Can you write out again, in full, every line of the entries between the line holding "the bridge shadow" and the line holding "<point>222,86</point>", inclusive, with each keypoint coordinate in the answers offset by -64?

>> Begin Data excerpts

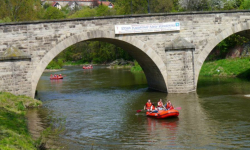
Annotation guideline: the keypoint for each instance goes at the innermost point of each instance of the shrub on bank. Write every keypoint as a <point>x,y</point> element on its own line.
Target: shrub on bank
<point>237,67</point>
<point>136,67</point>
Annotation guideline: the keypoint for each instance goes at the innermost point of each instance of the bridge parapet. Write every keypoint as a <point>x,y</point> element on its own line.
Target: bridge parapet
<point>171,69</point>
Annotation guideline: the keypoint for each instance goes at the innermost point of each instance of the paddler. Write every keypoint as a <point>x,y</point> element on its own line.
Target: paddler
<point>148,105</point>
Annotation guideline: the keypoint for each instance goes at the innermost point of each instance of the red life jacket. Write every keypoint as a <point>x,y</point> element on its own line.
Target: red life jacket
<point>169,107</point>
<point>148,105</point>
<point>160,104</point>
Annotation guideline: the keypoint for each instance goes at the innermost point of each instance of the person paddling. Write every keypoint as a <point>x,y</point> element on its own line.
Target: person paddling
<point>160,105</point>
<point>169,106</point>
<point>148,105</point>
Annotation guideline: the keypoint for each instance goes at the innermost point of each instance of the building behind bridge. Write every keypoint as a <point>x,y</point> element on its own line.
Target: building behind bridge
<point>73,3</point>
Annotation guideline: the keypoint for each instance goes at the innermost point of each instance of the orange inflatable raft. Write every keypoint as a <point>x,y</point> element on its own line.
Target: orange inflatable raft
<point>56,78</point>
<point>163,114</point>
<point>89,67</point>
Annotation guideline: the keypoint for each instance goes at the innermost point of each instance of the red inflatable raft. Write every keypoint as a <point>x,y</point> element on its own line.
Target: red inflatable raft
<point>56,78</point>
<point>163,114</point>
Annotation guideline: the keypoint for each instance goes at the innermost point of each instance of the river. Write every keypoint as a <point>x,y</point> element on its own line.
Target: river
<point>99,108</point>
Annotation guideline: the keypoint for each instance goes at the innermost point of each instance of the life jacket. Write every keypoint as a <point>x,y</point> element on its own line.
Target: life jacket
<point>168,106</point>
<point>148,105</point>
<point>160,104</point>
<point>152,107</point>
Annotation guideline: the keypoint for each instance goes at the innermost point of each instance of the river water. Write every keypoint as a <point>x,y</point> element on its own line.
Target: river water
<point>99,108</point>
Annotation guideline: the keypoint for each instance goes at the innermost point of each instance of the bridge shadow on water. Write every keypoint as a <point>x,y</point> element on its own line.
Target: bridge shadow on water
<point>222,86</point>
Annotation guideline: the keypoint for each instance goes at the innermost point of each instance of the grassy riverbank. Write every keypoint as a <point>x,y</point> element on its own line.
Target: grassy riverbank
<point>136,67</point>
<point>237,67</point>
<point>13,126</point>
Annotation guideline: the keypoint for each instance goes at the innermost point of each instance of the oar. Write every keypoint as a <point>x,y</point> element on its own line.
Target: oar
<point>140,110</point>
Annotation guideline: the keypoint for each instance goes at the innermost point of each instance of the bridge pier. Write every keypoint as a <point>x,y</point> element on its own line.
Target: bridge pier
<point>180,66</point>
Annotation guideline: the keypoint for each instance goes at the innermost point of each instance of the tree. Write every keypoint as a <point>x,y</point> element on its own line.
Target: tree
<point>95,3</point>
<point>245,5</point>
<point>194,5</point>
<point>103,10</point>
<point>84,12</point>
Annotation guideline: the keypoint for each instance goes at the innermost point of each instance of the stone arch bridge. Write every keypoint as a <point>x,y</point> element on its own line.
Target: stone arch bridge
<point>171,60</point>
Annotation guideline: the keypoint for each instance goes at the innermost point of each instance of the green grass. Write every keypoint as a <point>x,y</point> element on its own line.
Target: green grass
<point>237,67</point>
<point>14,134</point>
<point>136,67</point>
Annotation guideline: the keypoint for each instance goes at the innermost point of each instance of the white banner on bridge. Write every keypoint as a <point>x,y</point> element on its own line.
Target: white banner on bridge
<point>143,28</point>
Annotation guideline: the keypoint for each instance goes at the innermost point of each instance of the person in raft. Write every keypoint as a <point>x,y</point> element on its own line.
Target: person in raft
<point>169,106</point>
<point>148,105</point>
<point>153,109</point>
<point>160,105</point>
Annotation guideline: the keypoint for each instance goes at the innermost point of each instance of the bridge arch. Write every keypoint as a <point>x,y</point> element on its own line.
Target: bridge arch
<point>151,63</point>
<point>215,40</point>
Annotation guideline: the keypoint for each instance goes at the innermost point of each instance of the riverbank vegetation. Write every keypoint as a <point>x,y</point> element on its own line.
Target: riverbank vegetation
<point>13,127</point>
<point>234,67</point>
<point>95,52</point>
<point>136,67</point>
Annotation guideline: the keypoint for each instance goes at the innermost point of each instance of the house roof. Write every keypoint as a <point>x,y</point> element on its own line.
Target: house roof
<point>55,3</point>
<point>70,3</point>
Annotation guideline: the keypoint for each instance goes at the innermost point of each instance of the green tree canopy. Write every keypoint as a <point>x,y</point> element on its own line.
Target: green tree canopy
<point>53,13</point>
<point>19,10</point>
<point>84,12</point>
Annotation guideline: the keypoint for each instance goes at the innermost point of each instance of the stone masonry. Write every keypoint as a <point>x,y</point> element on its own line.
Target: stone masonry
<point>169,67</point>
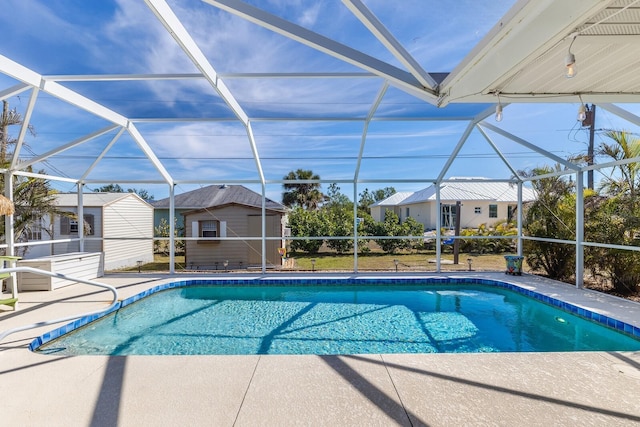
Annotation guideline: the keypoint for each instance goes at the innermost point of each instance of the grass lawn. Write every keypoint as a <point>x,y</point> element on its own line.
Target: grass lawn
<point>366,262</point>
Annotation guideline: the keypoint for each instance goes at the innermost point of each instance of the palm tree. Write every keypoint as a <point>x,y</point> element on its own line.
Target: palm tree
<point>625,181</point>
<point>306,194</point>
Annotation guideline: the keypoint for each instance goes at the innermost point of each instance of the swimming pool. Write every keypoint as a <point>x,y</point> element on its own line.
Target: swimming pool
<point>339,317</point>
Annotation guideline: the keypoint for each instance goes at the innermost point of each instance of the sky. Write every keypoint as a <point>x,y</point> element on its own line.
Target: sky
<point>76,37</point>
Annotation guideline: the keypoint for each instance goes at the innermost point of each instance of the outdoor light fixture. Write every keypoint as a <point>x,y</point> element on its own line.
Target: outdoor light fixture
<point>570,62</point>
<point>499,110</point>
<point>582,111</point>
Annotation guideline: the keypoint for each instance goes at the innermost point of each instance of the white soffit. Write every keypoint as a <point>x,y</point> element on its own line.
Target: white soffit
<point>522,58</point>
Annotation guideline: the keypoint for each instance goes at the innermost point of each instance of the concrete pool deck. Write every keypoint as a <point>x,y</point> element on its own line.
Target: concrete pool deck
<point>527,389</point>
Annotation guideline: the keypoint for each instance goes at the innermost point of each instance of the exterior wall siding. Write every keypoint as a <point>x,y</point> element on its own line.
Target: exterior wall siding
<point>211,255</point>
<point>129,219</point>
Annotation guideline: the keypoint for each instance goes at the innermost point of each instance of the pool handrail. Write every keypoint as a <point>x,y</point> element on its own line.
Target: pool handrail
<point>113,304</point>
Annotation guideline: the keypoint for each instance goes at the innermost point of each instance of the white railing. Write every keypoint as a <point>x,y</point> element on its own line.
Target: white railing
<point>113,304</point>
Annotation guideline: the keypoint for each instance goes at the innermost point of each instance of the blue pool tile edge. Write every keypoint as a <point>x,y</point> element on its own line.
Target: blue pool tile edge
<point>607,321</point>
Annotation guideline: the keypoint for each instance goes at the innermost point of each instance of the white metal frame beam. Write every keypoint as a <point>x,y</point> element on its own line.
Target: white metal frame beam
<point>390,42</point>
<point>530,146</point>
<point>396,77</point>
<point>14,90</point>
<point>25,164</point>
<point>174,26</point>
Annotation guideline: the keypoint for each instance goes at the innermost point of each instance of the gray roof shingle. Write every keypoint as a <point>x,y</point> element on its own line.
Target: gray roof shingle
<point>218,195</point>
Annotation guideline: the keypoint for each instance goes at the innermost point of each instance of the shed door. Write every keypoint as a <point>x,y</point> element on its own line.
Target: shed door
<point>255,246</point>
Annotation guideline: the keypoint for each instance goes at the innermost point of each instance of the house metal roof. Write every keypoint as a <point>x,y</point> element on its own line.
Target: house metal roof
<point>520,59</point>
<point>462,190</point>
<point>394,199</point>
<point>213,196</point>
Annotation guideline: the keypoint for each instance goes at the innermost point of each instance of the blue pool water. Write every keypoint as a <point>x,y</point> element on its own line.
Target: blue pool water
<point>411,318</point>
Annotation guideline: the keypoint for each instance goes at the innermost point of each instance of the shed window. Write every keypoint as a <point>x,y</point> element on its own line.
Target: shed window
<point>70,225</point>
<point>33,231</point>
<point>209,229</point>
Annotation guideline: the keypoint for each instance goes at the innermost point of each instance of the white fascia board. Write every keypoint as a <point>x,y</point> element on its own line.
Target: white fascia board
<point>14,90</point>
<point>171,22</point>
<point>46,177</point>
<point>529,29</point>
<point>138,138</point>
<point>622,113</point>
<point>122,77</point>
<point>390,42</point>
<point>396,77</point>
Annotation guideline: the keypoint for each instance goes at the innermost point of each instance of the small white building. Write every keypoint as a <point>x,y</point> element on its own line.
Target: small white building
<point>481,203</point>
<point>113,223</point>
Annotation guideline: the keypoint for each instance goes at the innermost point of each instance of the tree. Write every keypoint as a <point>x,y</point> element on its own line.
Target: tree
<point>307,223</point>
<point>391,226</point>
<point>116,188</point>
<point>551,215</point>
<point>367,198</point>
<point>339,217</point>
<point>306,195</point>
<point>614,219</point>
<point>33,197</point>
<point>624,178</point>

>> End Data excerpts

- Worked solution -
Annotation guideline: the keypoint for each instance goes at the innermost point of each instance of the bridge shadow on water. Write every keypoint as a <point>x,y</point> element on its own line.
Target: bridge shadow on water
<point>158,22</point>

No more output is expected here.